УСЛОВИЕ ЗАДАНИЯ —
Выпишите из текста о признании Людовика XVIII фрагмент, начиная со слов «5 апреля 1795» и заканчивая словами «оставались сердцем коалиции.».

ТЕКСТ ДЛЯ ЧТЕНИЯ —
5 апреля 1795 г. Пруссия в Базеле подписала с республикой сепаратный мир, граница стала проходить по Рейну. Одновременно шли так и не увенчавшиеся успехом переговоры с Австрией, а премьер- министр Англии Питт с трудом противостоял намерениям парламента навязать аналогичное соглашение Георгу III. 22 июля там же, в Базеле, был заключён мир с Испанией - пролог к заключённому 18 августа 1796 г. и направленному против Англии Сан-Ильдефонскому договору, по которому Франция и Испания становились союзниками. В ответ Англия согласилась субсидировать Австрию, обе страны по-прежнему оставались сердцем коалиции.
Все эти события были тем фоном, на котором развивались отношения Людовика XVIII и других роялистов с европейскими державами. И ключевыми сюжетами, которые волновали короля и его окружение больше всего, безусловно, стали вопросы о признании Людовика XVIII законным правителем Франции и о готовности оказать ему поддержку для реального вступления на престол. В обычное время признание нового монарха Франции стало бы простой формальностью, однако в 1795 г. это ставило многие державы в весьма щекотливое положение.
Прежде всего, на фоне переговоров о мире и заключения мирных договоров заявление Людовика XVIII о вступление на престол ставило правительства многих стран перед выбором: либо признать его и тем самым похоронить все надежды на долгожданный мир, либо не признавать - и нарушить давнюю монархическую традицию. При этом необходимо учитывать, что многим государям новый король Франции приходился родственником. Он был кузеном императора Священной Римской империи, королей Испании и Неаполя, курфюрстов Саксонии и Баварии, герцога Пармского, племянником курфюрста Трира, зятем короля Сардинии
. Положение усугублялось и тем, что, как мы уже видели, не было полной уверенности, что Людовик XVII действительно скончался. Об этом сообщил Конвент, но можно ли было ему доверять, особенно на фоне ходивших в то время многочисленных слухов о том, что сыну Людовика XVII так или иначе удалось скрыться из Тампля? Известно, например, что 11 июля 1795 г. министр иностранных дел Австрии барон Тугут писал графу Стархембергу
:
Вплоть до сегодняшнего дня преждевременное признание Месье кажется нам представляющим больше неудобств, нежели преимуществ. В некотором роде даже удивительно, что Месье поторопился принять титул короля, поскольку, если внимательно разобраться, не существует, на самом деле, никакой законной уверенности в смерти сына Людовика XVI.

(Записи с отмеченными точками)
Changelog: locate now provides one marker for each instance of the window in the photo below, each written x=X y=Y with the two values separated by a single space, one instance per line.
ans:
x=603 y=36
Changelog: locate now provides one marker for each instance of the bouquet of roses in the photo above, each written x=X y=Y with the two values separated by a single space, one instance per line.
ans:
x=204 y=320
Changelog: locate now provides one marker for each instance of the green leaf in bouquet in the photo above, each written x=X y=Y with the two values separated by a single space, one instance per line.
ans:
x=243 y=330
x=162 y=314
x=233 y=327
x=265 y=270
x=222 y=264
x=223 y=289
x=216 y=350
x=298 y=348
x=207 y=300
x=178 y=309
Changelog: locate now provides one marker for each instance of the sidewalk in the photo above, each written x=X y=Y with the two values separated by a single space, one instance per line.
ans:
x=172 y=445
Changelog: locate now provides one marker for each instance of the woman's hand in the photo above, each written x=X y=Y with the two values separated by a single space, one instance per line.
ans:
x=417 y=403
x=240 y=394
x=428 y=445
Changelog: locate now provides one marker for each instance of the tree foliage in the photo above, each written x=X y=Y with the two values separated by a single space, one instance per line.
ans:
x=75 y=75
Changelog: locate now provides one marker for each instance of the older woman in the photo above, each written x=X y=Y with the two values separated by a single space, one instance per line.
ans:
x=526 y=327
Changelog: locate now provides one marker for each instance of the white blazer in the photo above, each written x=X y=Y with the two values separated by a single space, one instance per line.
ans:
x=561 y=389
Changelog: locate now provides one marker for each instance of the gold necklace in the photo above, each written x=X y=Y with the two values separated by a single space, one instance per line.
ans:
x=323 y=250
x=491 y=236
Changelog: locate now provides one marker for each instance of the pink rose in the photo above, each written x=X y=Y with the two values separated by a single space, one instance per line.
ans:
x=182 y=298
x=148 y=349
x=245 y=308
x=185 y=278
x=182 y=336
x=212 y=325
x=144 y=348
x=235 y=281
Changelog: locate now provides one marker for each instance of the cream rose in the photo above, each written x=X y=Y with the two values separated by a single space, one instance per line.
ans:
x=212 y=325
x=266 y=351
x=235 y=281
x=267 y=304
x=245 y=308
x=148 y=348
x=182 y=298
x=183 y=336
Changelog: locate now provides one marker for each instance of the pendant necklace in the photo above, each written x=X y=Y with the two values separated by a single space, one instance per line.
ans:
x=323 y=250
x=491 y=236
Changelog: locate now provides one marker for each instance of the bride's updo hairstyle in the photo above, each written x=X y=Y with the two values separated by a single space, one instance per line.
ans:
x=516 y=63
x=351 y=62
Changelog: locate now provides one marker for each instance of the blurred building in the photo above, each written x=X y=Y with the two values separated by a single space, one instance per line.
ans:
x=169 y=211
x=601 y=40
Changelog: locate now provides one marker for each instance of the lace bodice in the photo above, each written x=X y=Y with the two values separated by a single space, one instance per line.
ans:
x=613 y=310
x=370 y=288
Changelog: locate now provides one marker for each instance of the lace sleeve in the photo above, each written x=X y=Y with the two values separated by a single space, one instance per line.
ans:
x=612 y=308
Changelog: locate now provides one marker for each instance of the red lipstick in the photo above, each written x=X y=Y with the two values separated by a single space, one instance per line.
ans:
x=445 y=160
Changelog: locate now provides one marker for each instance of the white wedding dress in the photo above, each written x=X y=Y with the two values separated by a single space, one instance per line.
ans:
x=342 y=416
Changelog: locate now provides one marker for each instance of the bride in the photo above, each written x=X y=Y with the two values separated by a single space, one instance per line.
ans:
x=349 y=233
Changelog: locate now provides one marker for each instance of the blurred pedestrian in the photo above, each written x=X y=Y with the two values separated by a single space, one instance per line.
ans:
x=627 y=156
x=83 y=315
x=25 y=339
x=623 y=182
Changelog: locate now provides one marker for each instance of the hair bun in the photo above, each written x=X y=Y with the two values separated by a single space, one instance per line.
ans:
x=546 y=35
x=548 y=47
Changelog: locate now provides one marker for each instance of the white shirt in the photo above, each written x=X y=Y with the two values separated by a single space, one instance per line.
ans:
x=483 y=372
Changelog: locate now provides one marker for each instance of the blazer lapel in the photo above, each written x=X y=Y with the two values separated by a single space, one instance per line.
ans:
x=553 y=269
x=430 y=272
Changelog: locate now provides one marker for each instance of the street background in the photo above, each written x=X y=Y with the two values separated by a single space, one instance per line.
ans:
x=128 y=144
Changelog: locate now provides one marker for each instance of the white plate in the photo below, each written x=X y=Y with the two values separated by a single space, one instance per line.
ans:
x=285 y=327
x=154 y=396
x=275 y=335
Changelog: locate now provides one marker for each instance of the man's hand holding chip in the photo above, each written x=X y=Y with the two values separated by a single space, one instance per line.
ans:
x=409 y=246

ГОТОВОЕ РЕШЕНИЕ —
5 апреля 1795 г. Пруссия в Базеле подписала с республикой сепаратный мир, граница стала проходить по Рейну. Одновременно шли так и не увенчавшиеся успехом переговоры с Австрией, а премьер- министр Англии Питт с трудом противостоял намерениям парламента навязать аналогичное соглашение Георгу III. 22 июля там же, в Базеле, был заключён мир с Испанией - пролог к заключённому 18 августа 1796 г. и направленному против Англии Сан-Ильдефонскому договору, по которому Франция и Испания становились союзниками. В ответ Англия согласилась субсидировать Австрию, обе страны по-прежнему оставались сердцем коалиции.